Task details — Quote the listing in full, exactly as given, minus any pictures.

Material to process —
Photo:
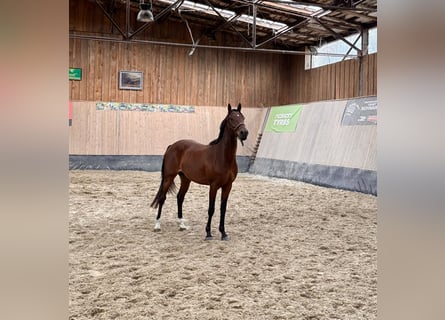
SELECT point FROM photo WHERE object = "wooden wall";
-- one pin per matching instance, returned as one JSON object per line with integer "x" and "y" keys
{"x": 210, "y": 78}
{"x": 340, "y": 80}
{"x": 121, "y": 132}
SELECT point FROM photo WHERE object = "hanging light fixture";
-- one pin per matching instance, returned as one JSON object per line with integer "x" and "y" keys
{"x": 145, "y": 14}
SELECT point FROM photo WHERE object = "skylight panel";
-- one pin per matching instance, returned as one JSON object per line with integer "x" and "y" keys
{"x": 227, "y": 14}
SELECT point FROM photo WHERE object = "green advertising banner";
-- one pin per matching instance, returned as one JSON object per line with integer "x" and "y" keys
{"x": 75, "y": 73}
{"x": 284, "y": 118}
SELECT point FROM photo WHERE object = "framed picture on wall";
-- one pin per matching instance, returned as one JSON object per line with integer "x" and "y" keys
{"x": 131, "y": 80}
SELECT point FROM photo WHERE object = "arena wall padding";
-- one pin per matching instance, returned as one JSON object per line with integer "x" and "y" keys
{"x": 322, "y": 149}
{"x": 352, "y": 179}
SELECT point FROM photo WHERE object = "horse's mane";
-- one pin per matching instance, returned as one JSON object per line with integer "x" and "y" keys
{"x": 221, "y": 132}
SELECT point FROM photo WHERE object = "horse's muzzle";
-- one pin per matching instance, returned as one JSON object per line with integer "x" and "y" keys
{"x": 242, "y": 135}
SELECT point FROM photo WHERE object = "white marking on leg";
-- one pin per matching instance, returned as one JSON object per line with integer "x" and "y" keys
{"x": 182, "y": 225}
{"x": 158, "y": 225}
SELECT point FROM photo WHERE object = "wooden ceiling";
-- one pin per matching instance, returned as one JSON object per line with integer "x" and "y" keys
{"x": 281, "y": 25}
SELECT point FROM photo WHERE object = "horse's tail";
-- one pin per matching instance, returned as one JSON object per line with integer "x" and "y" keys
{"x": 171, "y": 189}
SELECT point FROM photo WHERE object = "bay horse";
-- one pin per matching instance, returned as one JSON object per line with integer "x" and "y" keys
{"x": 213, "y": 165}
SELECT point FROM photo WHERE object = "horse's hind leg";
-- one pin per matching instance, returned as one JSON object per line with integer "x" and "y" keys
{"x": 160, "y": 199}
{"x": 224, "y": 197}
{"x": 185, "y": 184}
{"x": 212, "y": 197}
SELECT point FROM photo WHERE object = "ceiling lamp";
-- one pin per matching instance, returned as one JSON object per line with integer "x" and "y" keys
{"x": 145, "y": 14}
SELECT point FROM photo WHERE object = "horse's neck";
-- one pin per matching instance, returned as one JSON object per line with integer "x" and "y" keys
{"x": 228, "y": 146}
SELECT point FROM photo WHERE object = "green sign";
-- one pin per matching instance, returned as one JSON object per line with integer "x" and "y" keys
{"x": 75, "y": 74}
{"x": 284, "y": 118}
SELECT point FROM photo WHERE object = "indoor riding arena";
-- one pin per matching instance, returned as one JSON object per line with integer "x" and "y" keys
{"x": 301, "y": 213}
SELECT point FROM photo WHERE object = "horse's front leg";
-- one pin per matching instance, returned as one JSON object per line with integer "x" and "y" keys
{"x": 224, "y": 197}
{"x": 212, "y": 197}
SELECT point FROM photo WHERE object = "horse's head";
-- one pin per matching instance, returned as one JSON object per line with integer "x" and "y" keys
{"x": 235, "y": 121}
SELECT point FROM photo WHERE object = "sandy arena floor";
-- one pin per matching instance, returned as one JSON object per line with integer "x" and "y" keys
{"x": 297, "y": 251}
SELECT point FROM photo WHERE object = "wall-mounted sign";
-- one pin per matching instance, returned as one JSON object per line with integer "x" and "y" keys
{"x": 361, "y": 111}
{"x": 284, "y": 118}
{"x": 131, "y": 80}
{"x": 75, "y": 74}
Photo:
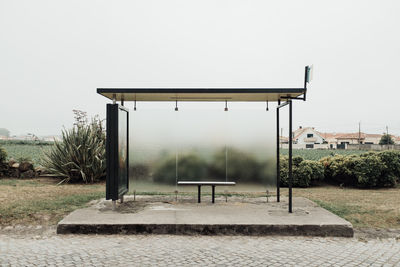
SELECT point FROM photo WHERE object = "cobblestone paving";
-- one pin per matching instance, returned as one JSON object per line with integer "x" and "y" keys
{"x": 151, "y": 250}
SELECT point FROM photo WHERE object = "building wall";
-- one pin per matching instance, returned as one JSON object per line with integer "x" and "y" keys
{"x": 303, "y": 139}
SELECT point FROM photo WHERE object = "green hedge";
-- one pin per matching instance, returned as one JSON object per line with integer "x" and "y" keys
{"x": 371, "y": 169}
{"x": 305, "y": 172}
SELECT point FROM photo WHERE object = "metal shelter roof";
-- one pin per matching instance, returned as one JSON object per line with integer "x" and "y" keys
{"x": 201, "y": 94}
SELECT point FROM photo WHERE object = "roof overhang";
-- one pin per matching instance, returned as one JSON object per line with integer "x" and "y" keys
{"x": 202, "y": 94}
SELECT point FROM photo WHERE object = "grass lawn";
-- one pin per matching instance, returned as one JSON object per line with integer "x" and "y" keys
{"x": 42, "y": 201}
{"x": 378, "y": 208}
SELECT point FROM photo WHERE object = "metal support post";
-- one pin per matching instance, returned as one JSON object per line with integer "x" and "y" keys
{"x": 198, "y": 193}
{"x": 290, "y": 156}
{"x": 278, "y": 174}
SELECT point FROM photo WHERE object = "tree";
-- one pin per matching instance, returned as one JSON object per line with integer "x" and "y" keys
{"x": 386, "y": 139}
{"x": 4, "y": 132}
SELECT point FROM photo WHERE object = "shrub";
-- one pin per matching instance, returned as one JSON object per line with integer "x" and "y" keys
{"x": 391, "y": 174}
{"x": 80, "y": 155}
{"x": 339, "y": 169}
{"x": 3, "y": 155}
{"x": 366, "y": 170}
{"x": 190, "y": 167}
{"x": 242, "y": 167}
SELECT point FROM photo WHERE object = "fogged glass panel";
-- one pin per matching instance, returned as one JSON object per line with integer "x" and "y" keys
{"x": 202, "y": 142}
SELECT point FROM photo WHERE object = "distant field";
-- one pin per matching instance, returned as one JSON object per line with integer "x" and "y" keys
{"x": 27, "y": 151}
{"x": 317, "y": 154}
{"x": 35, "y": 151}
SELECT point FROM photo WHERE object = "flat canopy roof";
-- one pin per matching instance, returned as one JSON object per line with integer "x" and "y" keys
{"x": 200, "y": 94}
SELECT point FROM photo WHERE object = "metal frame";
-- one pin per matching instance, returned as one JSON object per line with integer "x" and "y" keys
{"x": 113, "y": 191}
{"x": 121, "y": 93}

Answer to the task —
Photo:
SELECT point FROM photo WHERE object = "wooden wall";
-- one pin per matching instance, returned as one JSON object per line with integer "x" and "y" keys
{"x": 210, "y": 78}
{"x": 340, "y": 80}
{"x": 121, "y": 132}
SELECT point FROM photo WHERE object = "hanging light fixture";
-- one pin per matching instance, returned as one JSON object per line with integer "x" and "y" keys
{"x": 145, "y": 14}
SELECT point FROM photo WHERE object = "skylight panel";
-- one pin per matching instance, returned as one JSON object per line with integer "x" and "y" keys
{"x": 227, "y": 14}
SELECT point FROM photo WHERE object = "green advertising banner";
-- one pin per matching instance, returned as one JSON object per line with integer "x" and "y" keys
{"x": 75, "y": 73}
{"x": 284, "y": 118}
SELECT point FROM photo WHERE object = "framed picture on wall";
-- one pin per matching instance, returned as one JSON object per line with integer "x" and "y" keys
{"x": 131, "y": 80}
SELECT point FROM photo WHERE object = "arena wall padding";
-- one pin per matching instance, returned as one JSON object per line with integer "x" and "y" keys
{"x": 322, "y": 149}
{"x": 352, "y": 179}
SELECT point FROM photo WHERE object = "horse's mane";
-- one pin per matching instance, returned as one JSON object per line with integer "x" and "y" keys
{"x": 221, "y": 132}
SELECT point FROM photo WHERE object = "horse's muzzle";
-- one pin per matching instance, returned as one JSON object per line with integer "x" and "y" keys
{"x": 242, "y": 135}
SELECT point FROM photo WHERE object = "white marking on leg";
-- one pin per matching instance, returned as one JSON object per line with integer "x" and "y" keys
{"x": 182, "y": 225}
{"x": 158, "y": 225}
SELECT point FROM photo WHERE object = "wooden ceiling";
-- one pin per matching instance, returned as one JSON object per line with integer "x" and "y" keys
{"x": 281, "y": 25}
SELECT point FROM photo WHERE object = "horse's tail";
-- one pin per matching instance, returned as one JSON object per line with integer "x" and "y" keys
{"x": 171, "y": 189}
SELECT point FROM photo WHERE object = "bay horse";
-- one pin per matching instance, returned as one JSON object per line with integer "x" and "y" keys
{"x": 213, "y": 165}
SELECT point FROM photo WHERE object = "horse's hind leg";
-- one pin per matching instance, returned as one JSON object per line with integer "x" and "y" keys
{"x": 160, "y": 199}
{"x": 224, "y": 197}
{"x": 185, "y": 184}
{"x": 212, "y": 197}
SELECT point FROM photo WHERE object = "ceiling lamp";
-- one pin per matching instance, returned as one JSON object per line with integer "x" and "y" keys
{"x": 145, "y": 14}
SELECT point FROM photo WHERE object = "horse's neck";
-- one pin per matching instance, returned as one JSON object per line with integer "x" and "y" keys
{"x": 228, "y": 146}
SELECT point FROM photo WHERE object = "green sign";
-- one pin per matching instance, returned as one JSON object per line with integer "x" and "y" keys
{"x": 75, "y": 74}
{"x": 284, "y": 118}
SELECT point FROM photo WHERE object = "indoor riding arena";
-- one pin per matching instance, returned as one JSON object per line with integer "x" and "y" keys
{"x": 301, "y": 213}
SELECT point FROM photo WHERE object = "horse's front leg";
-- one pin per matching instance, returned as one JSON object per line with integer "x" and "y" keys
{"x": 224, "y": 197}
{"x": 212, "y": 197}
SELECT point FROM photo WHERE object = "horse's head";
-- one pin per matching instance, returned as one JSON object per line with integer "x" and "y" keys
{"x": 235, "y": 121}
SELECT point FROM photo WHERE object = "sandy arena floor";
-- one pin per matching instance, returned as one JSON object per line with integer "x" and "y" keys
{"x": 297, "y": 251}
SELECT point FROM photo WHERE object = "wall-mounted sign";
-- one pin per matching instance, returned as one JSON object per line with integer "x" and "y" keys
{"x": 361, "y": 111}
{"x": 284, "y": 118}
{"x": 131, "y": 80}
{"x": 75, "y": 74}
Photo:
SELECT point FROM photo WHERE object = "cobblestone paving";
-- one pin per matching instance, returned as one JSON object per line with integer "x" and "y" keys
{"x": 151, "y": 250}
SELECT point FROM photo WHERE object = "building wall";
-- one pin per matching instance, returned as one JSON object per line with integer "x" and "y" keys
{"x": 303, "y": 139}
SELECT point FROM photo WHERE object = "green hedge";
-- one pin per matching instance, returned as one JSON object per line with integer "x" and "y" keys
{"x": 371, "y": 169}
{"x": 305, "y": 172}
SELECT point FROM photo WHERE object = "metal shelter roof";
-- one pin per matching instance, returned as one JSON object per line with integer "x" and "y" keys
{"x": 201, "y": 94}
SELECT point FROM photo WHERE object = "roof overhang";
-- one pin per matching instance, returned as one JSON object per line with integer "x" and "y" keys
{"x": 202, "y": 94}
SELECT point FROM photo WHERE object = "grass lawn";
-- one pin per matching instance, returned as one JSON object per line with integer "x" and "y" keys
{"x": 42, "y": 201}
{"x": 378, "y": 208}
SELECT point FROM photo WHERE object = "metal support post";
-- one pin per matching instance, returned as one JSON object per line with integer "x" and "y" keys
{"x": 198, "y": 193}
{"x": 290, "y": 156}
{"x": 278, "y": 174}
SELECT point FROM photo WHERE object = "tree";
-- one pin per matching instance, returned as one JSON object per line with integer "x" and "y" keys
{"x": 386, "y": 139}
{"x": 4, "y": 132}
SELECT point FROM photo WHERE object = "shrub";
-- one pin per matching instance, returned as one JSON object per line with integer "x" and "y" keys
{"x": 391, "y": 174}
{"x": 80, "y": 155}
{"x": 339, "y": 169}
{"x": 3, "y": 155}
{"x": 366, "y": 170}
{"x": 190, "y": 167}
{"x": 242, "y": 167}
SELECT point FROM photo WHERE object = "fogged glass panel";
-- one pin per matching instance, returned as one JSON object per line with integer "x" and "y" keys
{"x": 202, "y": 142}
SELECT point FROM photo WHERE object = "distant field";
-- one pin per matching instance, returned as one JSON object per line with integer "x" and "y" keys
{"x": 27, "y": 151}
{"x": 317, "y": 154}
{"x": 35, "y": 151}
SELECT point FROM photo WHERE object = "flat canopy roof";
-- one pin per matching instance, returned as one JSON object per line with integer "x" and "y" keys
{"x": 200, "y": 94}
SELECT point FROM photo WHERE object = "metal frame";
-- one pin per matching instance, returned as one JSON object per line with integer "x" and "y" keys
{"x": 113, "y": 191}
{"x": 121, "y": 93}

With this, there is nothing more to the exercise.